● Task
Please reproduce the material below word for word, covering the stretch from the line that contains "task: outline the curving dirt track" through the line that contains "0 182 L 255", including both of those lines.

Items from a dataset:
----------------------------------------

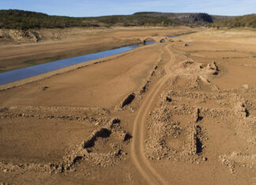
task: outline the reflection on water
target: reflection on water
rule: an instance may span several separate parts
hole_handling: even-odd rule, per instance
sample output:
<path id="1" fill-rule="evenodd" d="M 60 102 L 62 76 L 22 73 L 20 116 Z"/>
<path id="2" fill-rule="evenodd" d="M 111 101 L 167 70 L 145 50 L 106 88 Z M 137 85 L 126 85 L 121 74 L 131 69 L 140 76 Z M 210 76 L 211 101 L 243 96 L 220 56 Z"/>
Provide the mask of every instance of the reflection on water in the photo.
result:
<path id="1" fill-rule="evenodd" d="M 155 41 L 148 42 L 145 44 L 152 44 Z M 99 53 L 86 54 L 76 57 L 70 57 L 63 60 L 59 60 L 53 62 L 45 63 L 42 65 L 37 65 L 28 68 L 16 69 L 10 72 L 0 73 L 0 85 L 6 84 L 9 83 L 15 82 L 23 79 L 29 78 L 32 76 L 43 74 L 45 72 L 51 72 L 56 69 L 68 67 L 73 65 L 77 65 L 85 61 L 99 59 L 101 57 L 109 57 L 115 54 L 119 54 L 134 48 L 140 46 L 141 45 L 132 45 L 129 46 L 120 47 L 115 50 L 102 51 Z"/>

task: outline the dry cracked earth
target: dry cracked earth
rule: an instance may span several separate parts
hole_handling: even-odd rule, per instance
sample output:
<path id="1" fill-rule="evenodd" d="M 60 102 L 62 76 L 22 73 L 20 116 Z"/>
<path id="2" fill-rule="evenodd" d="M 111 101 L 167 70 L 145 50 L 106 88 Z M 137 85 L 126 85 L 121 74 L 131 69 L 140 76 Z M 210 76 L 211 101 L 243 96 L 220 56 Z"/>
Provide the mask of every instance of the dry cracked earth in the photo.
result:
<path id="1" fill-rule="evenodd" d="M 0 182 L 256 184 L 256 32 L 161 36 L 2 90 Z"/>

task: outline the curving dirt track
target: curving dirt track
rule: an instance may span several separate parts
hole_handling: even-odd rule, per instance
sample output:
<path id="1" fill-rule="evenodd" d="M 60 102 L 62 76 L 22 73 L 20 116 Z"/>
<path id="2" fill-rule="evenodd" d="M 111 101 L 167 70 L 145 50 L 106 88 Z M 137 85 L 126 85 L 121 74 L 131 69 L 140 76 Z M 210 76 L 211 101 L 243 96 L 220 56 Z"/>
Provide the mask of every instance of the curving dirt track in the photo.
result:
<path id="1" fill-rule="evenodd" d="M 131 156 L 134 165 L 141 176 L 150 184 L 168 184 L 168 183 L 157 173 L 152 166 L 150 161 L 146 158 L 144 152 L 145 124 L 147 115 L 152 105 L 153 101 L 157 98 L 157 94 L 167 80 L 171 76 L 170 67 L 175 61 L 175 57 L 167 45 L 164 50 L 168 53 L 171 60 L 165 65 L 164 70 L 166 75 L 150 89 L 149 94 L 144 99 L 137 114 L 136 115 L 133 128 L 133 142 L 131 148 Z"/>

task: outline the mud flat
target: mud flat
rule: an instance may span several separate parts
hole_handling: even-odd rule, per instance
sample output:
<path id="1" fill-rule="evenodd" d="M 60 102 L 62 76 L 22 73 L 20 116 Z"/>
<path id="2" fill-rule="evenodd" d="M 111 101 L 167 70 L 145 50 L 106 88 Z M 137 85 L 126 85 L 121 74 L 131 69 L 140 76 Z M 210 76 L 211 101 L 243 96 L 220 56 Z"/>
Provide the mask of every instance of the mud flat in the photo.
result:
<path id="1" fill-rule="evenodd" d="M 0 182 L 255 184 L 255 31 L 179 29 L 2 88 Z"/>

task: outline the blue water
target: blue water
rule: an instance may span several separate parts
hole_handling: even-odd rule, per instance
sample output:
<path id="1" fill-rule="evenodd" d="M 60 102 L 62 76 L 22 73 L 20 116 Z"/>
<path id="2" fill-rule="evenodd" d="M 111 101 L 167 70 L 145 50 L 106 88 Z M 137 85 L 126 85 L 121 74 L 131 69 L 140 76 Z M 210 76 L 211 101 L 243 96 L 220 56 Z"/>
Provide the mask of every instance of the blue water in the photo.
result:
<path id="1" fill-rule="evenodd" d="M 148 42 L 145 44 L 152 44 L 155 41 Z M 63 60 L 59 60 L 53 62 L 37 65 L 28 68 L 19 68 L 10 72 L 0 73 L 0 85 L 15 82 L 23 79 L 43 74 L 48 72 L 52 72 L 56 69 L 66 68 L 73 65 L 77 65 L 85 61 L 99 59 L 101 57 L 109 57 L 115 54 L 119 54 L 130 50 L 135 49 L 141 45 L 132 45 L 129 46 L 120 47 L 115 50 L 102 51 L 99 53 L 86 54 L 76 57 L 70 57 Z"/>

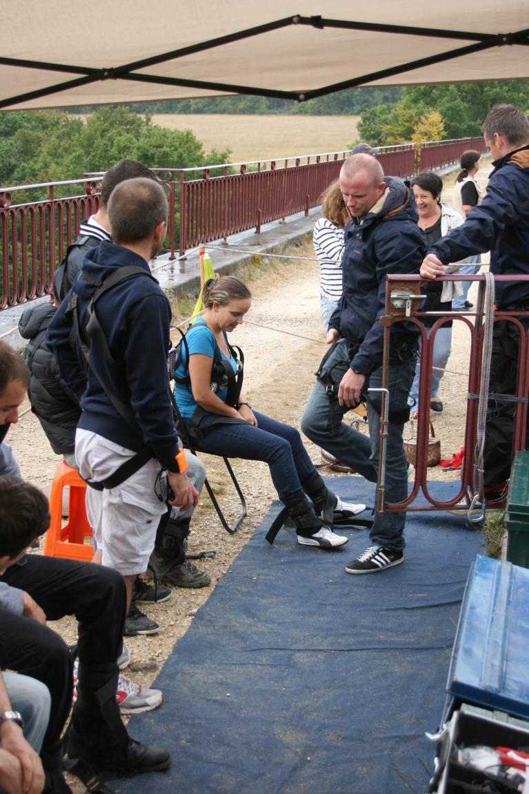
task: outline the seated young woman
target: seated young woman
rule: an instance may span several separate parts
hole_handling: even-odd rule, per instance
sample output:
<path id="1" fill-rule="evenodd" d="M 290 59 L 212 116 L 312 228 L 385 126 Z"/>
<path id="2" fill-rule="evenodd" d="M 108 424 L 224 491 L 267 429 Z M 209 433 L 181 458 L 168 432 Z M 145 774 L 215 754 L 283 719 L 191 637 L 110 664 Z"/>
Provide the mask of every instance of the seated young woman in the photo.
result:
<path id="1" fill-rule="evenodd" d="M 236 395 L 233 379 L 242 376 L 241 357 L 229 345 L 228 333 L 250 309 L 250 290 L 234 276 L 211 279 L 204 285 L 202 302 L 205 312 L 186 334 L 174 377 L 175 400 L 188 431 L 195 438 L 198 434 L 204 452 L 268 464 L 299 544 L 343 545 L 347 538 L 329 525 L 339 518 L 341 522 L 352 518 L 366 506 L 346 503 L 327 488 L 297 430 L 254 410 L 240 392 L 233 404 L 228 399 L 228 393 Z"/>

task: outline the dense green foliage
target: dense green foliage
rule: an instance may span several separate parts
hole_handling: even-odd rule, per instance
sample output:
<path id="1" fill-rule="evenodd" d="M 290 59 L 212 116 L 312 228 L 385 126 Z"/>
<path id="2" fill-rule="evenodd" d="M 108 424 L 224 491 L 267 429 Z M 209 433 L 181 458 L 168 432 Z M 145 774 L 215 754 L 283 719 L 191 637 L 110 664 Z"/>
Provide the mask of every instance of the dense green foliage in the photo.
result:
<path id="1" fill-rule="evenodd" d="M 125 107 L 99 108 L 86 122 L 55 110 L 0 114 L 4 187 L 77 179 L 125 157 L 183 168 L 226 162 L 229 151 L 205 152 L 190 130 L 163 129 Z"/>
<path id="2" fill-rule="evenodd" d="M 527 111 L 529 80 L 407 86 L 397 102 L 382 102 L 363 112 L 358 133 L 372 146 L 411 141 L 420 124 L 424 124 L 421 119 L 435 110 L 441 116 L 446 137 L 481 135 L 488 111 L 500 102 L 511 102 Z"/>
<path id="3" fill-rule="evenodd" d="M 297 102 L 291 99 L 268 97 L 209 97 L 205 99 L 168 99 L 165 102 L 136 102 L 128 107 L 135 113 L 219 113 L 228 115 L 284 114 L 309 116 L 358 116 L 366 108 L 381 102 L 395 102 L 401 96 L 399 87 L 350 88 L 328 96 Z M 91 110 L 86 108 L 85 110 Z M 79 113 L 79 109 L 75 112 Z"/>

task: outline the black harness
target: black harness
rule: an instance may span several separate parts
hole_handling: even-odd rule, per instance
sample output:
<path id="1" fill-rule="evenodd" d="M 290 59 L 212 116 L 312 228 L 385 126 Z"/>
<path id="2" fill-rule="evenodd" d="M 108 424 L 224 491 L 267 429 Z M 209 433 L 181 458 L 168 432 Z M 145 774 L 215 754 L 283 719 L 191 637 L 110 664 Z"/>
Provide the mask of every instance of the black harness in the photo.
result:
<path id="1" fill-rule="evenodd" d="M 205 326 L 206 324 L 203 323 L 203 325 Z M 169 353 L 169 378 L 170 380 L 174 380 L 174 390 L 176 390 L 177 384 L 185 386 L 186 388 L 190 388 L 191 384 L 191 379 L 189 374 L 190 351 L 187 346 L 187 341 L 186 339 L 186 334 L 182 333 L 180 329 L 178 329 L 178 332 L 182 336 L 182 339 L 178 344 L 170 351 Z M 230 356 L 237 362 L 237 372 L 233 372 L 232 364 L 222 355 L 220 348 L 217 345 L 217 340 L 215 339 L 215 350 L 213 353 L 213 360 L 211 364 L 211 380 L 209 383 L 209 389 L 213 393 L 217 393 L 220 389 L 227 389 L 225 403 L 232 408 L 236 408 L 239 404 L 239 398 L 243 387 L 243 379 L 244 376 L 244 356 L 240 347 L 237 347 L 236 345 L 232 346 L 229 344 L 225 333 L 224 340 Z M 183 376 L 177 376 L 176 372 L 178 368 L 181 365 L 184 366 L 184 356 L 182 355 L 182 351 L 184 350 L 186 353 L 185 374 Z M 184 432 L 186 431 L 190 440 L 194 443 L 198 443 L 203 437 L 205 433 L 207 433 L 207 431 L 213 425 L 244 423 L 243 419 L 236 419 L 231 416 L 220 416 L 217 414 L 210 414 L 209 411 L 202 408 L 201 406 L 197 405 L 190 420 L 186 423 L 186 426 L 182 428 L 182 426 L 183 420 L 180 415 L 180 412 L 178 410 L 178 406 L 177 414 L 178 416 L 178 429 L 180 430 L 183 430 Z"/>
<path id="2" fill-rule="evenodd" d="M 80 325 L 78 311 L 78 295 L 73 289 L 68 300 L 66 314 L 71 314 L 70 345 L 79 356 L 85 368 L 85 372 L 88 372 L 88 368 L 90 367 L 117 413 L 125 420 L 131 430 L 134 431 L 134 434 L 142 438 L 143 441 L 141 430 L 136 421 L 134 411 L 130 407 L 130 399 L 124 399 L 123 396 L 118 395 L 113 391 L 108 383 L 105 382 L 104 377 L 98 370 L 90 356 L 90 345 L 94 345 L 103 356 L 105 361 L 113 368 L 121 380 L 120 391 L 123 395 L 128 395 L 129 398 L 130 391 L 125 378 L 124 362 L 114 358 L 110 352 L 95 311 L 95 304 L 102 295 L 113 287 L 116 287 L 117 284 L 121 283 L 126 279 L 138 278 L 140 276 L 146 276 L 152 279 L 153 281 L 155 281 L 155 279 L 154 279 L 151 273 L 136 264 L 118 268 L 102 281 L 94 281 L 86 274 L 81 273 L 78 276 L 78 280 L 88 282 L 96 287 L 95 291 L 86 306 L 84 327 L 82 327 Z M 109 477 L 99 481 L 86 480 L 86 482 L 90 488 L 95 488 L 96 491 L 102 491 L 104 488 L 113 488 L 117 485 L 120 485 L 125 482 L 125 480 L 128 480 L 136 472 L 138 472 L 153 457 L 152 451 L 148 447 L 144 446 L 133 457 L 125 461 Z"/>

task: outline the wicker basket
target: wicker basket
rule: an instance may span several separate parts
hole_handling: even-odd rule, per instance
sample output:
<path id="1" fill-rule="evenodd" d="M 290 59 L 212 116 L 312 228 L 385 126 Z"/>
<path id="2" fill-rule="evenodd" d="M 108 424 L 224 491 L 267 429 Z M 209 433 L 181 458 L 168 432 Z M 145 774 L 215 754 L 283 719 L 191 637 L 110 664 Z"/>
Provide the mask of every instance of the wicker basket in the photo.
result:
<path id="1" fill-rule="evenodd" d="M 412 434 L 413 436 L 413 422 L 411 422 L 412 426 Z M 439 461 L 441 460 L 441 442 L 438 438 L 435 438 L 435 434 L 434 432 L 434 426 L 430 422 L 430 434 L 431 437 L 428 439 L 428 466 L 438 466 Z M 416 466 L 417 464 L 417 439 L 412 437 L 408 441 L 404 441 L 404 453 L 406 453 L 406 460 L 408 463 L 411 463 L 412 466 Z"/>

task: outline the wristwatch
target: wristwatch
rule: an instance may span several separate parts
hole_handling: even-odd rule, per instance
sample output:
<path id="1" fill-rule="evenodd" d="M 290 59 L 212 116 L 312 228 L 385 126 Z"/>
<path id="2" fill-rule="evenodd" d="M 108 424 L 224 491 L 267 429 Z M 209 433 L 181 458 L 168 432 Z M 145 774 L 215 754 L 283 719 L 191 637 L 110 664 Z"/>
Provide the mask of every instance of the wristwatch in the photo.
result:
<path id="1" fill-rule="evenodd" d="M 24 730 L 24 720 L 20 711 L 4 711 L 3 714 L 0 714 L 0 725 L 3 725 L 9 719 L 12 719 L 13 723 L 16 723 L 17 725 L 19 725 Z"/>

----------------------------------------

● Finished task
task: outline the curving dirt track
target: curving dirt track
rule: an instance may span several separate parts
hole_handling: even-odd rule, per instance
sample output:
<path id="1" fill-rule="evenodd" d="M 60 102 L 62 76 L 22 73 L 20 116 Z"/>
<path id="2" fill-rule="evenodd" d="M 111 101 L 167 70 L 145 50 L 106 88 Z M 137 85 L 126 85 L 121 74 L 131 69 L 140 76 Z M 210 76 L 211 101 L 243 96 L 220 56 Z"/>
Provide the mask of every instance of the curving dirt track in the photo.
result:
<path id="1" fill-rule="evenodd" d="M 131 156 L 134 165 L 141 176 L 150 184 L 168 184 L 168 183 L 157 173 L 152 166 L 150 161 L 146 158 L 144 152 L 145 124 L 147 115 L 152 105 L 153 101 L 157 98 L 157 94 L 167 80 L 171 76 L 170 67 L 175 61 L 175 57 L 167 45 L 164 50 L 168 53 L 171 60 L 165 65 L 164 70 L 166 75 L 150 89 L 149 94 L 144 99 L 137 114 L 136 115 L 133 128 L 133 142 L 131 148 Z"/>

task: outline the mud flat
target: mud flat
rule: an instance may span several separate parts
hole_handling: even-odd rule, per instance
sample output:
<path id="1" fill-rule="evenodd" d="M 60 102 L 62 76 L 22 73 L 20 116 Z"/>
<path id="2" fill-rule="evenodd" d="M 111 101 L 167 70 L 145 50 L 106 88 Z M 137 85 L 126 85 L 121 74 L 131 69 L 140 76 Z M 210 76 L 211 101 L 243 96 L 220 56 Z"/>
Provide the mask of every instance of the mud flat in the photo.
result:
<path id="1" fill-rule="evenodd" d="M 0 182 L 255 184 L 255 31 L 179 29 L 2 88 Z"/>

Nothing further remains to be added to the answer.